▶ Task list:
**1.** In the passage on network overlays, write out the text between "Nicira proved that" and "offer their services.", inclusive.
**2.** Turn the paragraph of the network overlays passage that begins "Nuage’s approach has been" into a short bulleted list that keeps its main facts.

━━━━━ Passage to read

Nicira proved that in today’s relatively low cost-per-bit world you can afford to waste some bandwidth with additional headers, needed to create the overlay.  The overlay model is nice because it can span any arbitrary set of L2/L3 switching/routing networks and create what appears to be a unified model.  You can see this approach maturing in the SD-WAN offerings of today.  However, overlay networks are just traffic to the transport underlayment, which means that it’s difficult to provide integrated QoS or traffic management.  For network operators, a pure overlay model is also hard to differentiate from competitor managed service providers, who can ride on your underlayment to offer their services.

The OpenFlow model solves these problems with SDN controllers and centralized traffic and QoS management, but SDN is a revolution in cost and operating procedures.  Because major vendors don’t want to lose revenue, their SDN support has largely focused on making OpenFlow control work on legacy devices, which offers only limited utility versus the native L2/L3 protocols.  With a little SDN, you don’t get much benefit.  Without starting with a little, you don’t get to a lot, and so this model has had growing pains outside the data center.

Nuage’s approach has been to enhance the overlay model in a number of interesting ways.  One is that APIs provide a means for integrating traffic engineering at the SDN level with transport traffic engineering.  This lets network operators with real, owned, assets integrate their stuff vertically to differentiate the services it provides.  Another is to provide API integration with cloud hosting environments of all types (hypervisor and container) and also support Network Functions Virtualization connectivity.  A third is to virtualize networks all the way to the user in any arbitrary, useful, way.

━━━━━━━━━━
━━━━━ Dataset section

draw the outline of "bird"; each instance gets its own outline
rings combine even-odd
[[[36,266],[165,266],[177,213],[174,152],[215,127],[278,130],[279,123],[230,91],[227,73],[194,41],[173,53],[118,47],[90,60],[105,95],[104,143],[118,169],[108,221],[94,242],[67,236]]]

━━━━━━━━━━

▶ Outputs:
**1.**
Nicira proved that in today’s relatively low cost-per-bit world you can afford to waste some bandwidth with additional headers, needed to create the overlay.  The overlay model is nice because it can span any arbitrary set of L2/L3 switching/routing networks and create what appears to be a unified model.  You can see this approach maturing in the SD-WAN offerings of today.  However, overlay networks are just traffic to the transport underlayment, which means that it’s difficult to provide integrated QoS or traffic management.  For network operators, a pure overlay model is also hard to differentiate from competitor managed service providers, who can ride on your underlayment to offer their services.

**2.**
Nuage enhances the overlay model in several ways:
- APIs integrate SDN-level traffic engineering with transport traffic engineering, so network operators with real, owned assets can integrate vertically and differentiate their services.
- APIs integrate with cloud hosting environments of all types (hypervisor and container), and Network Functions Virtualization connectivity is supported.
- Networks are virtualized all the way to the user in any arbitrary, useful way.